**WHAT YOU SHOULD DO:** Reproduce the following lines verbatim, covering every entry.

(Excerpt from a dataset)
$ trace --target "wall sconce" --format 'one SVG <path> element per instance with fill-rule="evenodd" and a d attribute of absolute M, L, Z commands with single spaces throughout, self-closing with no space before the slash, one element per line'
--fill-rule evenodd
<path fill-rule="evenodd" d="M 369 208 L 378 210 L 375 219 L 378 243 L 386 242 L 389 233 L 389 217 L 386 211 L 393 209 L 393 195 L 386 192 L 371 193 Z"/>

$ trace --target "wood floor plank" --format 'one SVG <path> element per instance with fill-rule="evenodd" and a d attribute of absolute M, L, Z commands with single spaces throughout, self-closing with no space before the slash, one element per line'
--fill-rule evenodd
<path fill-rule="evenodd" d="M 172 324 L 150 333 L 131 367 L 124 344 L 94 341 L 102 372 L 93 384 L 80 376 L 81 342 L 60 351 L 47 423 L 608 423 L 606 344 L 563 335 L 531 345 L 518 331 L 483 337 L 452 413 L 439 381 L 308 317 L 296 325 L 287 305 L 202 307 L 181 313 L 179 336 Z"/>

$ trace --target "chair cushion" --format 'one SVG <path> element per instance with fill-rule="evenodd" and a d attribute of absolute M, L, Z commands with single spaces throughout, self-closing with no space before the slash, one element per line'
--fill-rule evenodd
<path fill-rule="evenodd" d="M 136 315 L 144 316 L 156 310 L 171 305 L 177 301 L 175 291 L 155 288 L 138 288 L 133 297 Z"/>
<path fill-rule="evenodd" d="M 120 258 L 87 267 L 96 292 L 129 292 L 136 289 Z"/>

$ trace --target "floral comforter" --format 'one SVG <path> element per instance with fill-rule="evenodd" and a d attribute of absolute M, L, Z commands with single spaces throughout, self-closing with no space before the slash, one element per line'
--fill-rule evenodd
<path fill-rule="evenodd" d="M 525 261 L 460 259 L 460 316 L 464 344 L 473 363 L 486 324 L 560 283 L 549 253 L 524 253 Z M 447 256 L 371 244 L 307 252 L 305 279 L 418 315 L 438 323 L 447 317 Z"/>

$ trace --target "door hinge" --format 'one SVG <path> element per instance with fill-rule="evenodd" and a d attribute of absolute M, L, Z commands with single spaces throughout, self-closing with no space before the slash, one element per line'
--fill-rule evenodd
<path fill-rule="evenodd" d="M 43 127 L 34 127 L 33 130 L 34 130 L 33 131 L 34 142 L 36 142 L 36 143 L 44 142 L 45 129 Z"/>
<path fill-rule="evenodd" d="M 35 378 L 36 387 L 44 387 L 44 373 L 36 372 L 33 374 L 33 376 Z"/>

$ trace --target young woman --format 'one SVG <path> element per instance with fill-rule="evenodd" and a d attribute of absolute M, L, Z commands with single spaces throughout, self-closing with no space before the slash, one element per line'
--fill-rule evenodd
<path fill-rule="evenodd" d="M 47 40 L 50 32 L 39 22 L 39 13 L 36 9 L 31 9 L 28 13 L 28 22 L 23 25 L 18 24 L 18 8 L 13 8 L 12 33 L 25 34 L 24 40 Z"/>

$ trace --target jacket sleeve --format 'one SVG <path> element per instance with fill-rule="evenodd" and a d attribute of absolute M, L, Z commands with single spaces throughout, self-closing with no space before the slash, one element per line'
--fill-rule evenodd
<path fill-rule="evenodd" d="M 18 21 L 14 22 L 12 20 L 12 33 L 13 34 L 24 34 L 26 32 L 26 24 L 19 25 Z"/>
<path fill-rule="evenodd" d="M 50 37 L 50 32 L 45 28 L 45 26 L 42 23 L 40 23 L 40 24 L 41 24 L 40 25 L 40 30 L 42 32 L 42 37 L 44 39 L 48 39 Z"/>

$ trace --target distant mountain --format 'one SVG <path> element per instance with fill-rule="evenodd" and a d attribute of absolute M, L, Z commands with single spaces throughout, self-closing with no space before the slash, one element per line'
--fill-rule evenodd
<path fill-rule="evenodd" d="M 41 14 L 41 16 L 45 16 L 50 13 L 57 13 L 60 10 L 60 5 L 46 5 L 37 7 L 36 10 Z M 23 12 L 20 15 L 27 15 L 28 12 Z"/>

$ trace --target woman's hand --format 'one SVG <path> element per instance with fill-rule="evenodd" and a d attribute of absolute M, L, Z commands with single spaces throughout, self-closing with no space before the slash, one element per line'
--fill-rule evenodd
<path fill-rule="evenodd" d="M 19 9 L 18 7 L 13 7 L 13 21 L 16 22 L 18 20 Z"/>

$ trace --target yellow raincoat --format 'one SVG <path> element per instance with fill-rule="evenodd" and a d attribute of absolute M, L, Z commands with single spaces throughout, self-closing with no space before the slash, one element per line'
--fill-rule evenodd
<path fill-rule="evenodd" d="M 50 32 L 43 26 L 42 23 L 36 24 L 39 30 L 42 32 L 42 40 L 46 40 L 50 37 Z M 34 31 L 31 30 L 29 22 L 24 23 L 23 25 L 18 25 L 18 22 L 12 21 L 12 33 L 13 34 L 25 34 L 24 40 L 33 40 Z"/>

**SOLUTION:**
$ trace --target "wall sconce" --format 'one SVG <path> element per instance with fill-rule="evenodd" and a d attribute of absolute M, L, Z commands with single spaces throughout, self-closing with no space before the slash, one element per line'
--fill-rule evenodd
<path fill-rule="evenodd" d="M 369 208 L 378 210 L 375 219 L 378 243 L 386 242 L 389 233 L 389 217 L 386 211 L 393 209 L 393 195 L 386 192 L 371 193 Z"/>

$ trace --target "wood floor plank" --format 'one SVG <path> element per instance with fill-rule="evenodd" and a d attribute of absolute M, L, Z commands with single spaces throughout, self-closing with no space before the slash, one element per line'
--fill-rule evenodd
<path fill-rule="evenodd" d="M 172 324 L 150 333 L 131 367 L 124 344 L 94 341 L 102 372 L 93 384 L 80 376 L 81 342 L 60 351 L 47 423 L 608 423 L 606 344 L 563 335 L 531 345 L 518 331 L 483 337 L 452 413 L 439 381 L 308 317 L 296 325 L 287 305 L 202 307 L 181 313 L 179 336 Z"/>

$ trace --target "chair cushion" --format 'one SVG <path> element per instance with fill-rule="evenodd" and a d attribute of absolute M, L, Z commands with single spaces throughout, self-closing with no space before the slash, one element per line'
--fill-rule evenodd
<path fill-rule="evenodd" d="M 136 315 L 144 316 L 156 310 L 171 305 L 177 301 L 175 291 L 155 288 L 138 288 L 133 297 Z"/>
<path fill-rule="evenodd" d="M 120 258 L 87 267 L 96 292 L 129 292 L 136 289 Z"/>

$ trace --target "floral comforter" --format 'one SVG <path> element per instance with fill-rule="evenodd" and a d attribute of absolute M, L, Z commands with single spaces throughout, self-closing with no space before the slash, one element per line'
--fill-rule evenodd
<path fill-rule="evenodd" d="M 525 261 L 460 259 L 460 316 L 464 344 L 473 363 L 486 324 L 560 283 L 549 253 L 524 253 Z M 447 256 L 371 244 L 307 252 L 305 279 L 418 315 L 438 323 L 447 317 Z"/>

$ trace --target "door hinge" --format 'one SVG <path> element per instance with fill-rule="evenodd" and a d attribute of absolute M, L, Z commands with single spaces throughout, self-closing with no space before the slash, one element per line'
--fill-rule evenodd
<path fill-rule="evenodd" d="M 43 127 L 34 127 L 33 130 L 34 130 L 33 131 L 34 142 L 36 142 L 36 143 L 44 142 L 45 129 Z"/>
<path fill-rule="evenodd" d="M 35 378 L 36 387 L 44 387 L 44 373 L 36 372 L 33 374 L 33 376 Z"/>

$ trace --target young woman --format 'one SVG <path> element per instance with fill-rule="evenodd" and a d attribute of absolute M, L, Z commands with single spaces throughout, self-closing with no space before the slash, one element per line'
--fill-rule evenodd
<path fill-rule="evenodd" d="M 47 40 L 50 32 L 39 22 L 39 13 L 36 9 L 31 9 L 28 13 L 28 22 L 23 25 L 18 24 L 18 8 L 13 8 L 12 33 L 25 34 L 24 40 Z"/>

$ trace --target jacket sleeve --format 'one SVG <path> element per instance with fill-rule="evenodd" and a d attribute of absolute M, L, Z commands with single spaces throughout, self-closing with no space before the slash, one element per line'
--fill-rule evenodd
<path fill-rule="evenodd" d="M 18 21 L 14 22 L 12 20 L 12 33 L 13 34 L 24 34 L 26 32 L 26 24 L 19 25 Z"/>
<path fill-rule="evenodd" d="M 50 37 L 50 32 L 45 28 L 45 26 L 42 23 L 40 23 L 40 24 L 41 24 L 40 25 L 40 30 L 42 32 L 42 37 L 44 39 L 48 39 Z"/>

$ trace --target distant mountain --format 'one SVG <path> element per instance with fill-rule="evenodd" and a d attribute of absolute M, L, Z commands with single spaces throughout, self-closing with no space before the slash, one element per line'
--fill-rule evenodd
<path fill-rule="evenodd" d="M 41 14 L 41 16 L 45 16 L 50 13 L 57 13 L 60 10 L 60 5 L 46 5 L 37 7 L 36 10 Z M 23 12 L 20 15 L 27 15 L 28 12 Z"/>

$ trace --target woman's hand --format 'one SVG <path> element per instance with fill-rule="evenodd" and a d attribute of absolute M, L, Z commands with single spaces throughout, self-closing with no space before the slash, one element per line'
--fill-rule evenodd
<path fill-rule="evenodd" d="M 19 9 L 18 7 L 13 7 L 13 21 L 16 22 L 18 20 Z"/>

$ trace --target yellow raincoat --format 'one SVG <path> element per instance with fill-rule="evenodd" and a d attribute of absolute M, L, Z commands with single spaces throughout, self-closing with no space before the slash, one element per line'
--fill-rule evenodd
<path fill-rule="evenodd" d="M 50 32 L 43 26 L 42 23 L 36 24 L 39 30 L 42 32 L 42 40 L 46 40 L 50 37 Z M 34 31 L 31 30 L 29 22 L 24 23 L 23 25 L 18 25 L 18 22 L 12 21 L 12 33 L 13 34 L 25 34 L 24 40 L 33 40 Z"/>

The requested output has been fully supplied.